Tools of Convenience: Western led Economic Sanctions and an Emerging Arc of Grievance
Since the end of the Cold War, economic sanctions have been the go to policy option for Western powers in general and the United States in particular. Their use, if not their utility, however, needs to be revisited. Used excessively, sanctions could prove geopolitically counterproductive by creating common emotions amongst one’s foes thereby bringing them closer to each other.
Though hardly a new coercive policy tool, economic sanctions have gained a particular prominence as the policy instrument of choice since the end of the Cold War as evident in their increased use by the USA, European Union (EU), and the United Nations (UN). Given the perceived role of sanctions in bringing the Iranian regime to the negotiating table over its controversial nuclear programme, moreover, the international community’s, especially Washington’s, confidence in the effectiveness of such measures seems to have grown exponentially with the US, under Donald Trump, becoming ever more “sanction happy”.

__What to work on__.
[a] According to the passage on economic sanctions, which three actors have used sanctions more since the end of the Cold War?
[b] Reproduce word for word the part of the passage on economic sanctions starting with "Tools of Convenience: Western" and going on through "to each other.".

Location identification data
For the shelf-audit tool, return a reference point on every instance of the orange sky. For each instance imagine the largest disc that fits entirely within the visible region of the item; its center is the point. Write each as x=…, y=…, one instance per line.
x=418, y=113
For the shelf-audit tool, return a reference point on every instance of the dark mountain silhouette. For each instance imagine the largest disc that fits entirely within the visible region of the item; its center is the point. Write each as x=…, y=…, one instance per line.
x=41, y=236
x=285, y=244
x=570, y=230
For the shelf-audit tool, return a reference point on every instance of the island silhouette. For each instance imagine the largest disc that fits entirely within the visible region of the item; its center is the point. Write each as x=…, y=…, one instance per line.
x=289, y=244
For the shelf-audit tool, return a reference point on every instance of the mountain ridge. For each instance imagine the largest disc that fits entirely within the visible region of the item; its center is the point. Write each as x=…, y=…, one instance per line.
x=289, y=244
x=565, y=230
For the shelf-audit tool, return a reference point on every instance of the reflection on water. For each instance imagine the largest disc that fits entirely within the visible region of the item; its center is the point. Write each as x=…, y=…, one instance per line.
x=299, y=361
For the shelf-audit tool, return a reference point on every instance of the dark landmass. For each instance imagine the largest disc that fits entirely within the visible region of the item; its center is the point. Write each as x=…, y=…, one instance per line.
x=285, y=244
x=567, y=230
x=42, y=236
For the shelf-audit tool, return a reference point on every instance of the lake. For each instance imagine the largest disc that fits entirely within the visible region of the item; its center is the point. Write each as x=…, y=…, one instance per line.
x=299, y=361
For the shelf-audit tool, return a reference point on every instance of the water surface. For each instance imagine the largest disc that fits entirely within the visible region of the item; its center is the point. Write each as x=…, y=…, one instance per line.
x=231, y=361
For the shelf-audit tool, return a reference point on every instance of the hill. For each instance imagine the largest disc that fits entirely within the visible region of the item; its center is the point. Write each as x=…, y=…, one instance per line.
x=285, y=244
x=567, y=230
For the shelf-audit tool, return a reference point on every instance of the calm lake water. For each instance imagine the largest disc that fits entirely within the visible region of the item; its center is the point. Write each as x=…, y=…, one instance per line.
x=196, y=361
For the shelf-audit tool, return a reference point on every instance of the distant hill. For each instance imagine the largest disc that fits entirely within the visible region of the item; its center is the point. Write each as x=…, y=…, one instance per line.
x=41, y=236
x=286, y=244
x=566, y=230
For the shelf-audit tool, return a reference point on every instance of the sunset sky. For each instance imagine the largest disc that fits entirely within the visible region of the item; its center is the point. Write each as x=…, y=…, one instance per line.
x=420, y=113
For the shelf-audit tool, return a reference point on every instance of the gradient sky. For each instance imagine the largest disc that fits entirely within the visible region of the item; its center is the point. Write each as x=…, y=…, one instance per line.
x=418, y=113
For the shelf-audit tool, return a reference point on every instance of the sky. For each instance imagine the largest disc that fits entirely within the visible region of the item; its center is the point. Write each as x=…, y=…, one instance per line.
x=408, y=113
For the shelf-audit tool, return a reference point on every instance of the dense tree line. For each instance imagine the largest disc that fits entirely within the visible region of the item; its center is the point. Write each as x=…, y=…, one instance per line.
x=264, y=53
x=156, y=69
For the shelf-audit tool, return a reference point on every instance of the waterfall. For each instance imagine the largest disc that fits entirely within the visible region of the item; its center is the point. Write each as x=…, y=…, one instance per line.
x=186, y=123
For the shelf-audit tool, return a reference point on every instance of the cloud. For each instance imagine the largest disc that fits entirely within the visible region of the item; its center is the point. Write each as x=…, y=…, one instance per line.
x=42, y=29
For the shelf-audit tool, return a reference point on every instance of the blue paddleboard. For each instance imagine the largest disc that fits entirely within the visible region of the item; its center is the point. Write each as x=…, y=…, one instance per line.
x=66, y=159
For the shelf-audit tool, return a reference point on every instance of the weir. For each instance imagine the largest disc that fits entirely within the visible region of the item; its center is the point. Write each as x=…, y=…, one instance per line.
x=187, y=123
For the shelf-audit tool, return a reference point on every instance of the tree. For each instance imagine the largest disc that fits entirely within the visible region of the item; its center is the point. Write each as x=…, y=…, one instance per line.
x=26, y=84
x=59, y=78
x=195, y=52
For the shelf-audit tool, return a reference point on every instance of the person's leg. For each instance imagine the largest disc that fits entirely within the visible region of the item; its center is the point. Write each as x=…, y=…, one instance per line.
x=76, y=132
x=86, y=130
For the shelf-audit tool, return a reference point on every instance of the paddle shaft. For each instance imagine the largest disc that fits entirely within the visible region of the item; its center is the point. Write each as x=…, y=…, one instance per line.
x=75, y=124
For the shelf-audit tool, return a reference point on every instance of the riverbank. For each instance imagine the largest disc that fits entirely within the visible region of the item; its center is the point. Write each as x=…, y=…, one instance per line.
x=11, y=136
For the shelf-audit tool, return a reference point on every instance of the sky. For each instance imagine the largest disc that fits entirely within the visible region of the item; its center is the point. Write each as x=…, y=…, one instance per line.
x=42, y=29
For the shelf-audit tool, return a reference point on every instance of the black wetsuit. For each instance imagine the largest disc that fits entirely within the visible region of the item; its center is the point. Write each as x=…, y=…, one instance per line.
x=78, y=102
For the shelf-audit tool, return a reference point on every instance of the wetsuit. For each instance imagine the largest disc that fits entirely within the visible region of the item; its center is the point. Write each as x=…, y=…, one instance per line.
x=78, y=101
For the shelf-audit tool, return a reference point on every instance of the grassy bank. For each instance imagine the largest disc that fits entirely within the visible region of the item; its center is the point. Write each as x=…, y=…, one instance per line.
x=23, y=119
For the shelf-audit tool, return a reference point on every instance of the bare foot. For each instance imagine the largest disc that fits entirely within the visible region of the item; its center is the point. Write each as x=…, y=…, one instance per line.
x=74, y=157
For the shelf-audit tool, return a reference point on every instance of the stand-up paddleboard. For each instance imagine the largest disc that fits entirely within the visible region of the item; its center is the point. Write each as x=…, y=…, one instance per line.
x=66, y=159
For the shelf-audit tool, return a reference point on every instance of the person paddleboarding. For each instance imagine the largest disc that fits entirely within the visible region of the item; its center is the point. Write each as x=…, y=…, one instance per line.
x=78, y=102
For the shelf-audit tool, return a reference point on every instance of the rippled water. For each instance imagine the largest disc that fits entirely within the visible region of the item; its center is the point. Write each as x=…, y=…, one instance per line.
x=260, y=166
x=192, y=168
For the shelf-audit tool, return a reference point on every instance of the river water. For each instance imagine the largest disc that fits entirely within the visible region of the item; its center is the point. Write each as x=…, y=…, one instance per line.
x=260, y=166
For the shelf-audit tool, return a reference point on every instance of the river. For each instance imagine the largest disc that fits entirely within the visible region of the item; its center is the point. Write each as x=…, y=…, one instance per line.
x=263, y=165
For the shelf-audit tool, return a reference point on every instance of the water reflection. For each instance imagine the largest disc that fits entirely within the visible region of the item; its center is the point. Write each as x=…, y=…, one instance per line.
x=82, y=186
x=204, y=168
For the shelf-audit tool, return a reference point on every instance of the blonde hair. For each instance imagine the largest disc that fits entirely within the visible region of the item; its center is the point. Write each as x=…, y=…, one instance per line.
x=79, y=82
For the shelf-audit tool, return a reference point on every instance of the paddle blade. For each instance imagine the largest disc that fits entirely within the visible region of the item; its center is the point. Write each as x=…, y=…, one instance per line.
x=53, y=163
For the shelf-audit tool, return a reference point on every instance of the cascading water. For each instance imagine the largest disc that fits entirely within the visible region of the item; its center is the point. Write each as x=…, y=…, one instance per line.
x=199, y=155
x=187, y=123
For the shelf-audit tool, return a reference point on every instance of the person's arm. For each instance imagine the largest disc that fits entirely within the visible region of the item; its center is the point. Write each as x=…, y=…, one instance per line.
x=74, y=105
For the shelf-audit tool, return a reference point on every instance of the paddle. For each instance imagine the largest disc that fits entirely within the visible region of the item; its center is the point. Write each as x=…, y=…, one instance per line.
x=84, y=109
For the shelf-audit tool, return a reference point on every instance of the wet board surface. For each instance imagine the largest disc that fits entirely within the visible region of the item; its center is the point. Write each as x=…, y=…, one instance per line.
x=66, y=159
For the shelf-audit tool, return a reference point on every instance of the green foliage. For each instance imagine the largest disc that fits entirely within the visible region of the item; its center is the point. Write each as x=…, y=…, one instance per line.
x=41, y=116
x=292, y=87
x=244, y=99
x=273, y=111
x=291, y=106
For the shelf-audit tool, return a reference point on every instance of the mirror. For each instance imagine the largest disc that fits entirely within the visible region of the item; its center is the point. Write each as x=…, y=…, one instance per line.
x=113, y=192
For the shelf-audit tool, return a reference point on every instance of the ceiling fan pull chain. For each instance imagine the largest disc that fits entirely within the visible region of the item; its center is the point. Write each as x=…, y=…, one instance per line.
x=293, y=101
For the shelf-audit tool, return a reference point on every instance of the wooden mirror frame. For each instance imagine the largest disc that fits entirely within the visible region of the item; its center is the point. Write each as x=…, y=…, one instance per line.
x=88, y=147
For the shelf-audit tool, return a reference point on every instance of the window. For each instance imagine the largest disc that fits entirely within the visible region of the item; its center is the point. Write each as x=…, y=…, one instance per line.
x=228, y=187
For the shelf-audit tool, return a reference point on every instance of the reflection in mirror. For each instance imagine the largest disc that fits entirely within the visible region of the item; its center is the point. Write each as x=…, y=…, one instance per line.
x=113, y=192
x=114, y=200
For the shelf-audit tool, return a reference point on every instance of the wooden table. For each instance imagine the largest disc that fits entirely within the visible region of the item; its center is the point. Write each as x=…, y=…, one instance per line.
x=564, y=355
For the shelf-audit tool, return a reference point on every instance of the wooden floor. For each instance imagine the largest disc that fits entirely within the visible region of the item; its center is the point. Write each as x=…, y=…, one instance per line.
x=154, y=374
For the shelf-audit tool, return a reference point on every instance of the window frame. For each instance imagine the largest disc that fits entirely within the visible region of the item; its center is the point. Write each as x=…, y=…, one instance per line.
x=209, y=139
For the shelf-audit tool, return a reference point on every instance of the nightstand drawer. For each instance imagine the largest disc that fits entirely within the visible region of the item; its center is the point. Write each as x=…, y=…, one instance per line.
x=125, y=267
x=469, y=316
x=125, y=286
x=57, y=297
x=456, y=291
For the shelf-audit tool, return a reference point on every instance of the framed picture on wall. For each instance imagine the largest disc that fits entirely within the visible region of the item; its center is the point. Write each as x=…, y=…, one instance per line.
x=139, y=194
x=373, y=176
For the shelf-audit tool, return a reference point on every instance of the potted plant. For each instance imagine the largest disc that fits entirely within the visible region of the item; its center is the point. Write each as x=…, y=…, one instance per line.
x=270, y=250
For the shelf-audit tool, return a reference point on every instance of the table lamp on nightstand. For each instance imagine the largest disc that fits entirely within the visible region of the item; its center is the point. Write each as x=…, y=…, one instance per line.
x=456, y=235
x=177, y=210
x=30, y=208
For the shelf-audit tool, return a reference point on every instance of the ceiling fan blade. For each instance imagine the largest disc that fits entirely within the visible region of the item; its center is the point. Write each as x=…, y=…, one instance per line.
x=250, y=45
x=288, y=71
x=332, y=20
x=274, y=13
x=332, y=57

__Task-by-task outputs__.
[a] The USA, the European Union (EU), and the United Nations (UN).

[b]
Tools of Convenience: Western led Economic Sanctions and an Emerging Arc of Grievance
Since the end of the Cold War, economic sanctions have been the go to policy option for Western powers in general and the United States in particular. Their use, if not their utility, however, needs to be revisited. Used excessively, sanctions could prove geopolitically counterproductive by creating common emotions amongst one’s foes thereby bringing them closer to each other.